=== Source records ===

──────

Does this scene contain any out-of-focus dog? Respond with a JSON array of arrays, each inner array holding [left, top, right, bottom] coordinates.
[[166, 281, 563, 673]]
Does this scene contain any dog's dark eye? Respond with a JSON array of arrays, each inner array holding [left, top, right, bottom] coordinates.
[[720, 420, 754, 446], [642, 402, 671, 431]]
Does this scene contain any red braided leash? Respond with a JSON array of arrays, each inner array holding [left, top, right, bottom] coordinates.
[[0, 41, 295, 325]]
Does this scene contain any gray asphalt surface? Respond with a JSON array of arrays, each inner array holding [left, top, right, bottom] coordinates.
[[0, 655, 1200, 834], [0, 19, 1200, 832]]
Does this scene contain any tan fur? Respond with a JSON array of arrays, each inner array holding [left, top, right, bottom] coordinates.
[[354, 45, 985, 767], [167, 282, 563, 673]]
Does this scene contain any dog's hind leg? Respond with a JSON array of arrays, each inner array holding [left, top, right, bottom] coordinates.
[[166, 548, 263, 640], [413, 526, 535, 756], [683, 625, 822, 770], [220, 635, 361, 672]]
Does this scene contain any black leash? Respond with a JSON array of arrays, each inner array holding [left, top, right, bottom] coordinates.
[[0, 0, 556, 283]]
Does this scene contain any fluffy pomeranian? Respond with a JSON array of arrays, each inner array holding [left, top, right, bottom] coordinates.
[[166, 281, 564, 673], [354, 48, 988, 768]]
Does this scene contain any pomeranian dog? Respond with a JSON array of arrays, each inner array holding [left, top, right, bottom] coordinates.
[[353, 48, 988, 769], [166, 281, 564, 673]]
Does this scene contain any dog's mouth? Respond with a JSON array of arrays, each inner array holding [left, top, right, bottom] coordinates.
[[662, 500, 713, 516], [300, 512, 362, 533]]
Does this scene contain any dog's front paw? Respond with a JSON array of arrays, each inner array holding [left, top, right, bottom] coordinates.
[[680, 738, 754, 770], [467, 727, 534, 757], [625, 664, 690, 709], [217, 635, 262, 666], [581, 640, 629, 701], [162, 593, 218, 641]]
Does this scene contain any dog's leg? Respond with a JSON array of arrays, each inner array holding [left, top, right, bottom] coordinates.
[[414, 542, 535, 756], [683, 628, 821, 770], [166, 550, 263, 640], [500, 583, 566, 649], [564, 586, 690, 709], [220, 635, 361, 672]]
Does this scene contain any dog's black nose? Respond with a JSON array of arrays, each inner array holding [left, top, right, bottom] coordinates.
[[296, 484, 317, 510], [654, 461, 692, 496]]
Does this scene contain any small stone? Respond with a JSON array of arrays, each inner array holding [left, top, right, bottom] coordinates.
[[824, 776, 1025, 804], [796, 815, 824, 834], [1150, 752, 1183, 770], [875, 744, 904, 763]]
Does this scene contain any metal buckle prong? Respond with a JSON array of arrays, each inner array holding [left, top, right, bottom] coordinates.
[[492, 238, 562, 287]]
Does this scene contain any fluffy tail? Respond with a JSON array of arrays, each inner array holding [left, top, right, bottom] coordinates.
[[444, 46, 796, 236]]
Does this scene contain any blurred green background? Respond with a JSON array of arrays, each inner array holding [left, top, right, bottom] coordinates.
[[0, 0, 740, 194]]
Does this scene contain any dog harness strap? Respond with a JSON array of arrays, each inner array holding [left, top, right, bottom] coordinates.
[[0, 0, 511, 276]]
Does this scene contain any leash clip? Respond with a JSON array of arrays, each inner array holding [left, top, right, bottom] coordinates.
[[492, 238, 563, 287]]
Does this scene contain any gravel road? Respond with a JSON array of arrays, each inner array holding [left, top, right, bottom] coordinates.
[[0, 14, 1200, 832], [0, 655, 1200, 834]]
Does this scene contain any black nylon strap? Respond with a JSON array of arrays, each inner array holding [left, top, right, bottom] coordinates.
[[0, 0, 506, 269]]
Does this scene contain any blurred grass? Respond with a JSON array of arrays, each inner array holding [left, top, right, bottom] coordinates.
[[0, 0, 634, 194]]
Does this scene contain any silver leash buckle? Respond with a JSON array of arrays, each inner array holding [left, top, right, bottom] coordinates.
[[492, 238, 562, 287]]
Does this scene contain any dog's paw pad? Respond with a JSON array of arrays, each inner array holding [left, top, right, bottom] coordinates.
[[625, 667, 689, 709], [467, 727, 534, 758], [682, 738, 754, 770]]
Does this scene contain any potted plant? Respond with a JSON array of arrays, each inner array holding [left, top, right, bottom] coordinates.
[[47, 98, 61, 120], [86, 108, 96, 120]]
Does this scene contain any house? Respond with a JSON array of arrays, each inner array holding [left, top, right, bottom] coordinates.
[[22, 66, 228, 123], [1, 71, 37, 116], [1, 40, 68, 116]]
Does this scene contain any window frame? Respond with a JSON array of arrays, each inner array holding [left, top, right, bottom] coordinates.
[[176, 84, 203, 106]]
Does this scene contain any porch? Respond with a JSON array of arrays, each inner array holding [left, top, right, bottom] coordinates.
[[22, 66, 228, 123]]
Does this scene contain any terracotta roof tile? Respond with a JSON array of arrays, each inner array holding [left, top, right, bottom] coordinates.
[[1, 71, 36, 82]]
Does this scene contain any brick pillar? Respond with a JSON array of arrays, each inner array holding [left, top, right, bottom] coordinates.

──────

Rewrite the records above as a Markdown table with the columns "Number" and "Text." Give each non-blank line its own row and omit blank lines.

| Number | Text |
|---|---|
| 1 | Does this scene contain any out-of-focus dog? Respond with a JSON array of arrays, each inner array holding [left, top, right, bottom] coordinates. |
| 2 | [[166, 281, 563, 673]] |
| 3 | Does this scene contain any dog's dark eye? Respond with a JSON array of arrays, each inner array holding [left, top, right, bottom] coordinates. |
| 4 | [[720, 420, 754, 446], [642, 402, 671, 431]] |
| 5 | Does this scene contain any red braided leash? Respond with a JSON array of arrays, each inner array holding [left, top, right, bottom] coordinates. |
| 6 | [[0, 41, 295, 325]] |
| 7 | Does this scene contain any gray asphalt surface? Respond with a JSON array of arrays, each inner array holding [left, top, right, bottom] coordinates. |
| 8 | [[0, 655, 1200, 834], [0, 19, 1200, 832]] |
| 9 | Does this scene contain any tan fur? Respond with a JSON array of arrays, each inner array holding [left, top, right, bottom] coordinates. |
| 10 | [[354, 45, 985, 767], [167, 282, 563, 673]] |
| 11 | Does this scene contain any dog's hind leg? Respond with a JSON array of arrays, each inner array holding [left, top, right, bottom] coordinates. |
| 12 | [[166, 548, 263, 640], [413, 526, 535, 756], [683, 625, 822, 770], [220, 635, 361, 672]] |
| 13 | Does this scene contain any black leash? Respond with a JSON array of arrays, each inner array holding [left, top, right, bottom] coordinates. |
| 14 | [[0, 0, 556, 283]] |
| 15 | Does this scene contain any fluffy pomeranian? Respond with a JSON array of arrays, each inner array holding [left, top, right, bottom] coordinates. |
| 16 | [[166, 281, 564, 673], [354, 48, 988, 768]] |
| 17 | Does this scene contain any pomeranian dog? Respond with a JSON array of arrays, each inner array holding [left, top, right, bottom] coordinates. |
| 18 | [[353, 48, 988, 769], [166, 281, 564, 673]] |
| 19 | Does this scene contain any dog's mouth? Respond with a JSON array of arrays, each inner array holding [left, top, right, bottom] coordinates. |
| 20 | [[662, 500, 713, 516], [300, 512, 362, 533]] |
| 21 | Does this scene contain any dog's front paw? Respond with a JSON array of arrays, each inner array holding [left, top, right, bottom] coordinates. |
| 22 | [[680, 738, 754, 770], [467, 727, 534, 757], [625, 664, 690, 709], [217, 635, 262, 666], [581, 640, 629, 701], [162, 593, 218, 641]] |
| 23 | Does this scene contain any dog's leg? Respond with a JSON array of arrays, each inner array holding [left, top, right, bottom] coordinates. |
| 24 | [[414, 542, 535, 756], [683, 628, 821, 770], [166, 550, 263, 640], [500, 583, 566, 649], [564, 586, 690, 709], [220, 635, 361, 672]] |
| 25 | Does this scene contain any dog's black nose? Respond with a JSON array of arrays, each inner array holding [left, top, right, bottom] coordinates. |
| 26 | [[296, 484, 317, 510], [654, 461, 692, 496]] |
| 27 | Does this scene contain any small stone? Respond with a JSON array of arrays, each inner array holding [left, top, right, bottom] coordinates. |
| 28 | [[824, 776, 1025, 804], [796, 815, 824, 834], [1150, 752, 1183, 770], [875, 744, 904, 763]] |
| 29 | Does this scene contain any metal buckle prong? Respond with a JSON array of arrays, each inner array holding [left, top, right, bottom] coordinates. |
| 30 | [[492, 238, 562, 287]] |
| 31 | Does this scene contain any fluffy tail? Respond with a JSON array of arrays, each inner array holding [left, top, right, bottom] coordinates. |
| 32 | [[444, 46, 796, 236]] |
| 33 | Does this scene contain any blurred green background? Respond with a JSON array of arrays, each inner array holding [left, top, right, bottom] coordinates. |
| 34 | [[0, 0, 740, 194]] |
| 35 | Does this scene contain any dog harness strap? Respond with a JSON array of arrays, each inner array holding [left, top, right, bottom] coordinates. |
| 36 | [[0, 0, 511, 276]] |
| 37 | Does this scene contain any leash clip? Respond with a JSON array of arrays, each inner array holding [left, top, right, bottom] coordinates. |
| 38 | [[492, 238, 563, 287]] |
| 39 | Does this scene contain any gravel road? Respond with a JSON array of arrays, each inner array holding [left, top, right, bottom] coordinates. |
| 40 | [[0, 14, 1200, 832], [0, 655, 1200, 834]] |
| 41 | Does this scene contain any black nylon strap? Respond with a JSON array of arrays, each inner array holding [left, top, right, bottom] coordinates. |
| 42 | [[0, 0, 506, 269]] |
| 43 | Does this scene contain any blurred grass? Respond with a JSON array of arrays, each inner array holding [left, top, right, bottom] coordinates. |
| 44 | [[0, 0, 634, 194]] |
| 45 | Does this scene contain any silver leash buckle? Respond with a JSON array of arrays, each inner array holding [left, top, right, bottom] coordinates. |
| 46 | [[492, 238, 562, 287]] |
| 47 | Does this scene contain any dog's paw pad? Respond with a JSON array of arrays, each inner array holding [left, top, right, bottom] coordinates. |
| 48 | [[625, 667, 689, 709], [467, 727, 534, 758], [682, 738, 754, 770]] |
| 49 | Does this scene contain any potted plant? Respond with a JSON array of arrays, each inner array holding [left, top, right, bottom] coordinates. |
| 50 | [[47, 98, 61, 120], [86, 108, 96, 120]] |
| 51 | Does this scene contain any house? Respond with a JSON array of arrays, each inner array holding [left, top, right, bottom] coordinates. |
| 52 | [[22, 66, 228, 123], [1, 71, 37, 116], [1, 40, 68, 116]] |
| 53 | Does this scene contain any window frame? Respond with a JSON array of arrays, each inner array holding [left, top, right, bottom] coordinates. |
| 54 | [[176, 84, 203, 106]] |
| 55 | Does this scene contain any porch? Respond with a JSON array of arrays, each inner array holding [left, top, right, bottom] coordinates. |
| 56 | [[22, 66, 228, 123]] |
| 57 | Does this scene contain any terracotta roof tile? Respond with a JSON array of arrays, each inner array holding [left, top, right, bottom] coordinates. |
| 58 | [[1, 71, 36, 82]] |
| 59 | Does this scene contain any brick pillar? Respond with a JSON array of arrays, each inner array holding [left, top, right, bottom] coordinates. |